■ Texto para leer:

Escaparate por Mario Barrera Arriaga
Si como Guillermo O’Donnell define transición como “el cambio de un régimen político a otro”, entonces podríamos conceder razón a José Woldenberg cuando en sus más recientes obras afirma que la transición política mexicana se consumó en el año 2000, con el advenimiento del Partido Acción Nacional al poder derivado de la alternancia. Sin embargo, si nos atenemos al concepto de democracia acuñado por Giovanni Sartori, muy cimentado en el de Abraham Lincoln como “gobierno del pueblo”, entonces concluiremos que falta mucho para considerar que nuestro país ya superó las tentaciones autoritarias.
Y es que el cambio político de un régimen a otro en una transición no necesariamente significa que desemboque en la democracia.
Una de las muestras de que México efectivamente tuvo una alternancia en el poder, pero que esta no se tradujo en mayores y mejores niveles de democracia, queda manifiesto no sólo en el regreso del Partido Revolucionario Institucional al poder, sino en la serie de medidas emprendidas en estos primeros casi cuatro años de gobierno.
Efectivamente, en lo administrativo, el camino de nuevo a la centralización de facultades y atribuciones emprendido por el actual régimen ha quedado manifiesto con las nuevas reglas de canalización y fiscalización de recursos a entidades federativas y municipios, lo mismo que en el manejo de programas, como la adquisición de medicinas, entre otros, y próximamente en materia de educación.
Se puede conceder en el hecho de que gobernadores y alcaldes han utilizado estos programas para financiar otros programas, inflar costos o simplemente malversarlos. Pero en términos reales eso se resuelve simplemente con las sanciones correspondientes a los funcionarios locales responsables.
Otro de los ejemplos claros queda manifiesto con la serie de reformas estructurales de segunda generación emprendidas por la actual administración. Ciertamente, de manera general, si se las analiza se puede decir que en lo general hubo grandes avances en el terreno constitucional, pero que en las legislación secundaria se dieron pasos hacia atrás y se pusieron y numerosas condicionantes para su aplicación.
Pero de fondo, tratándose de reformas que impactan a más de 115 millones de mexicanos, ¿se consultó a los sectores involucrados sobre la pertinencia y contenido de las reformas? La respuesta es no.

■ Tareas del ejercicio:
a - Escribe tal cual todo lo que va desde "Efectivamente, en lo" hasta "funcionarios locales responsables." en el texto sobre la transición política mexicana.
b - Sigue el texto sobre la transición política mexicana a partir de su última oración.

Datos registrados
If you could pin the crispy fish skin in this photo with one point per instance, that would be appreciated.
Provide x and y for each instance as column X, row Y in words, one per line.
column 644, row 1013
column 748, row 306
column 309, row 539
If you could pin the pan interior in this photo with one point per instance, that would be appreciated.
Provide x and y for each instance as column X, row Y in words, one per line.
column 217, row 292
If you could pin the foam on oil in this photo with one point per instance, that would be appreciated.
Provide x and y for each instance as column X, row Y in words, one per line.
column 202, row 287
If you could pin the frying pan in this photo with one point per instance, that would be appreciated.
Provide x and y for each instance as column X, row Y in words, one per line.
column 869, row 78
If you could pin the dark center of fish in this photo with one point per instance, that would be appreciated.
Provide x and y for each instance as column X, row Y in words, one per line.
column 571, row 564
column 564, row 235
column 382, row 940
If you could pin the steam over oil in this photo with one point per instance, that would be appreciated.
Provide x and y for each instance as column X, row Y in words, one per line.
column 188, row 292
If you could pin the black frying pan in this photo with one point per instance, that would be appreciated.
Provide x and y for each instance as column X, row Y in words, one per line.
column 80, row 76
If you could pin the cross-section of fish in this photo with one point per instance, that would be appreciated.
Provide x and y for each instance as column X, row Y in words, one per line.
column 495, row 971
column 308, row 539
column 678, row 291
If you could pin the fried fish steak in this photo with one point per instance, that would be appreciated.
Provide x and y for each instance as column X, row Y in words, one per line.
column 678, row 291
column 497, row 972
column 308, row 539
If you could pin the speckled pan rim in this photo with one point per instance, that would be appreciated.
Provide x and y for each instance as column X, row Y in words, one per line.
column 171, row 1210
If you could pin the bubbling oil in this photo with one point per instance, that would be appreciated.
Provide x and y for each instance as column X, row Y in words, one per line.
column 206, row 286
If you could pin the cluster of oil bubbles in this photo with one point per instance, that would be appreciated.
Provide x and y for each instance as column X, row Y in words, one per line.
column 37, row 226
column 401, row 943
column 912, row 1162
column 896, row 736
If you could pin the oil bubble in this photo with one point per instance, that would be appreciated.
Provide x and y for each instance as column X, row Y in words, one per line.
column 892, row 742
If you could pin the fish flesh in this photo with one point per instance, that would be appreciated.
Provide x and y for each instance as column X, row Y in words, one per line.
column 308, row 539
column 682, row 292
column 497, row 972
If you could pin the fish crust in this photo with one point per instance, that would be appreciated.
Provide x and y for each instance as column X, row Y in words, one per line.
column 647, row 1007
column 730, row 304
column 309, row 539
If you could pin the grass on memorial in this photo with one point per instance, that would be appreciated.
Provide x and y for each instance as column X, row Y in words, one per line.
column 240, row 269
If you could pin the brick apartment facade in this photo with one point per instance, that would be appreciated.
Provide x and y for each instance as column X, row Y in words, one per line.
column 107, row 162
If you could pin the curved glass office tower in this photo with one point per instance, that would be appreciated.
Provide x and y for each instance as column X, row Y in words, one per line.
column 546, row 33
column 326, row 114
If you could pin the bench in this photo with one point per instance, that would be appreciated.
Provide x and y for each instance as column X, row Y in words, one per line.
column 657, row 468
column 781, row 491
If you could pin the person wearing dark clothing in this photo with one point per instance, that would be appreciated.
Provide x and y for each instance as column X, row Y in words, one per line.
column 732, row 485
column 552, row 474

■ Respuestas:
a -
Efectivamente, en lo administrativo, el camino de nuevo a la centralización de facultades y atribuciones emprendido por el actual régimen ha quedado manifiesto con las nuevas reglas de canalización y fiscalización de recursos a entidades federativas y municipios, lo mismo que en el manejo de programas, como la adquisición de medicinas, entre otros, y próximamente en materia de educación.
Se puede conceder en el hecho de que gobernadores y alcaldes han utilizado estos programas para financiar otros programas, inflar costos o simplemente malversarlos. Pero en términos reales eso se resuelve simplemente con las sanciones correspondientes a los funcionarios locales responsables.

b -
Eso explica las movilizaciones no sólo en contra de la reforma en materia de educación. Y no es porque los mexicanos estemos de acuerdo en que se solape a los maestros-vándalos que no trabajan, sino porque de fondo, lo que se pretendía era simplemente un cambio a nivel administrativo para domar a este monstruo –sin mucho éxito hasta ahora- y jamás se habló de la indispensable evaluación de las autoridades y, de fondo, mucho menos de la modernización de los contenidos, de las tecnologías y técnicas de enseñanza-aprendizaje, cuando incluso en el propio Distrito Federal existen escuelas en deplorables condiciones.
Frente a las decisiones cupulares, ¿podemos hablar de gobierno del pueblo, por el pueblo y para el pueblo?
De cara a un “Pacto por México”, ¿efectivamente podemos decir que es democracia cuando sólo son unos cuantos los que deciden sobre cuestiones torales para la nación, sobre todo si consideramos que de los más de 90 puntos que contenía sólo se cumplieron 11, precisamente los que al titular del Poder Ejecutivo Federal le importaban?
Efectivamente, nuestro país se halla inmerso en un proceso interminable de transición en el mejor de los casos. Y si concedemos razón a Woldenberg en el sentido de que con la alternancia en el poder se terminó el período de transición, resulta que el proceso de liberalización política igualmente avanza a paso de tortuga, si por ella entendemos la concesión a cuentagotas de algunas garantías para la sociedad, para que el régimen pueda respirar y disponga de mayores márgenes de maniobra, pero que no inciden en el resultado ni alteran los planes cupulares.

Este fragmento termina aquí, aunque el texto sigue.